## ACTIVITY
Working from the entries below, count every line that includes the word "stone". Return the figure alone.

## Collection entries
⟨

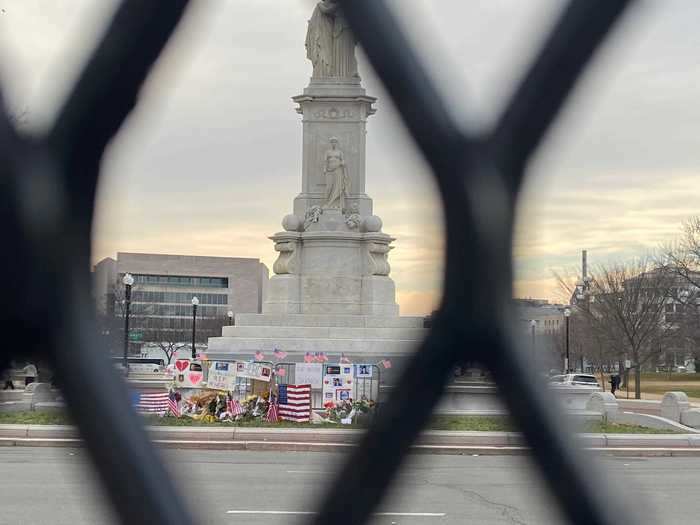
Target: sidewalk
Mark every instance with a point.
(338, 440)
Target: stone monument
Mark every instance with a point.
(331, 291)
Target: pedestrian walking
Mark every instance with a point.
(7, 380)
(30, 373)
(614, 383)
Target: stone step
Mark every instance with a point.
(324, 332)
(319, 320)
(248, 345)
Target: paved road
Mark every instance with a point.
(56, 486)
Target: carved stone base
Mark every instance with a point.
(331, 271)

⟩
⟨

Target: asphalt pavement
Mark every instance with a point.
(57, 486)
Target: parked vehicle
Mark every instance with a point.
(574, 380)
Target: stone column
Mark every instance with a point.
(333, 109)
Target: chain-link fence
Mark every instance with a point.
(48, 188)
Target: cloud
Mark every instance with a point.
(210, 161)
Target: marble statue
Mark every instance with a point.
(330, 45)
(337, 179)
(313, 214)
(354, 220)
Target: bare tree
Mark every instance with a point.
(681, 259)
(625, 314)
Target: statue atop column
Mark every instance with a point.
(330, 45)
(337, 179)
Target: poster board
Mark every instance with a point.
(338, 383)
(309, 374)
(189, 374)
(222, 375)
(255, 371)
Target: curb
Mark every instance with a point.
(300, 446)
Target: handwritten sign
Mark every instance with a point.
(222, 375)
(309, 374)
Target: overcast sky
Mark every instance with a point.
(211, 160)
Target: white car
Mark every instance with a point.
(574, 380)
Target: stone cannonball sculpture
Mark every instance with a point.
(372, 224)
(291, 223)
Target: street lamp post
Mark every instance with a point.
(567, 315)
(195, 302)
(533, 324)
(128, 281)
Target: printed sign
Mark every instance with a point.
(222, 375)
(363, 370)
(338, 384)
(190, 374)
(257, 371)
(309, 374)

⟩

## ANSWER TO THIS TASK
5